Content starts
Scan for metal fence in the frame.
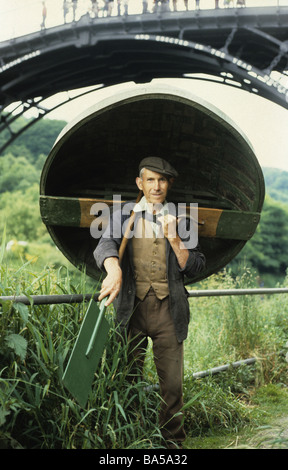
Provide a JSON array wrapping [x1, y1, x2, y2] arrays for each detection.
[[1, 288, 286, 377], [0, 287, 288, 305]]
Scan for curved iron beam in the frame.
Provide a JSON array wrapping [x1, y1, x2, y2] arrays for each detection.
[[243, 25, 288, 74], [1, 30, 287, 154], [0, 7, 288, 153], [134, 33, 288, 107]]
Content ends
Filter the records down to the lines containing the word "frame", and copy those.

Task solution:
Scan for metal fence in the frame.
Scan for curved iron beam in the frame.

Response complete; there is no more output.